And, as always, these can be used as the results of a function call instead:

// makeObj :: [k,v]] -> {k: v}
const makeObj = reduce((obj, pair) => assoc(pair[0], pair[1], obj), {});
makeObj([['x', 10], ['y', 20]]); //=> {"x": 10, "y": 20}
makeObj([['a', true], ['b', true], ['c', false]]);
//=> {a: true, b: true, c: false}

Records

Although this is probably not all that relevant to Ramda itself, it's sometimes useful to be able to distinguish Javascript objects used as records, as opposed to those used as dictionaries. Dictionaries are simpler, and the {k: v} description above can be made more specific as needed, with {k: Number} or {k: Rectangle}, or even if we need it, with {String: Number} and so forth. Records we can handle similarly if we choose:

// display :: {name: String, age: Number} -> (String -> Number -> String) -> String
const display = curry((person, formatter) => 
                      formatter(person.name, person.age));
const formatter = (name, age) => name + ', who is ' + age + ' years old.';
display({name: 'Fred', age: 25, occupation: 'crane operator'}, formatter);
//=>  "Fred, who is 25 years old."

Record notation looks much like Object literals, with the values for fields replaced by their types. We only account for the field names that are somehow relevant to us. (In the example above, even though our data had an 'occupation' field, it's not in our signature, as it cannot be used directly.

Complex Example: over

So at this point, we should have enough information to understand the signature of the over function:

Lens s a -> (a -> a) -> s -> s
Lens s a = Functor f => (a -> f a) -> s -> f s

We start with the type alias, Lens s a = Functor f ⇒ (a → f a) → s → f s. This tells us that the type Lens is parameterized by two generic variables, s, and a. We know that there is a constraint on the type of the f variable used in a Lens: it must be a Functor. With that in mind, we see that a Lens is a curried function of two parameters, the first being a function from a value of the generic type a to one of the parameterized type f a, and the second being a value of generic type s. The result is a value of the parameterized type f s. But what does it do? We don't know. We can't know. Our type signatures tell us a great deal about a function, but they don't answer questions about what a function actually does. We can assume that somewhere the map method of f a must be called, since that is the only function defined by the type Functor, but we don't know how or why that map is called. Still, we know that a Lens is a function as described, and we can use that to guide our understanding of over.

§ Aim: Extend the passage on Ramda type signatures, picking up directly after its final sentence.

§ Data provided:
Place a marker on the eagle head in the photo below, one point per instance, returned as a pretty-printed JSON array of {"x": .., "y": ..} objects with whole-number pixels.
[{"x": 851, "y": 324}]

§ Exercise response:
The function over is described as a curried function of three parameters, a Lens a s as just analyzed, a function from the generic type a to that same type, and a value of the generic type s. The whole thing returns a value of type s.

We could dig a bit deeper and perhaps make some further deductions about what over must do with the types it receives. There is significant research on the so-called free theorems demonstrating invariants derivable just from type signatures. But this document is already far too long. If you're interested, please see the further reading.

But Why?

So now we know how to read and write these signatures. Why would we want to, and why are functional programmers so enamored of them?

There are several good reasons. First of all, once we become used to them, we can gain a lot of insight about a function from a single line of metadata, without the distraction of names. Names sound like a good idea until you realize the names chosen by someone else are not the name you would choose. Above we discussed the functions called "maximum" and "makeObj". Is it helpful or confusing to know that in Ramda, the equivalent functions are called "max" and "fromPairs"? It's significantly worse with parameter names. And of course there are often language barriers to consider as well. Even if English has become the lingua franca of the Web, there are people who will not understand our beautifully written, elegant prose about these functions. But none of this matters with the signatures; they express concisely everything important about a function except for what it actually does.

But more important than this is the fact that these signatures make it extremely easy to think about our functions and how they combine. If we were given this function:

foo :: Object -> Number

and map, which we've already seen looks like

map :: (a -> b) -> [a] -> [b]

then we can immediately derive the type of the function map(foo) by noting that if we substitute Object for a and Number for b, we satisfy the signature of the first parameter to map, and hence by currying we will be left with the remainder:

map(foo) :: [Object] -> [Number]

This makes working with functions a bit like the proverbial "Insert Tab A into Slot A" instruction. We can recognize just by the shapes of our functions exactly how they can be plugged together to build larger functions. Being able to do this is one of the key features of functional programming. The type signatures make it much easier to do so.

Further Reading

• Chapter 7 of Professor Frisby's Mostly Adequate Guide to Functional Programming also goes into depth on these signatures, with a somewhat different emphasis. Moreover, the entire book is well-worth a read.
• Daniel Spiewak's article What is Hindley-Milner? (and why is it cool?) does a nice job of explaining for the lay person a bit about the sort of type system that underlies these signatures.
• A StackOverflow answer by Norman Ramsey covers the same ground as Daniel Spiewak, but does so admirably briefly.
• Philip Wadler's seminal paper, Theorems for Free describes how we can learn a lot more than seems obvious about a function just from its type signature.

This is the syntax some functional languages (most notably Haskell) use for their type signatures.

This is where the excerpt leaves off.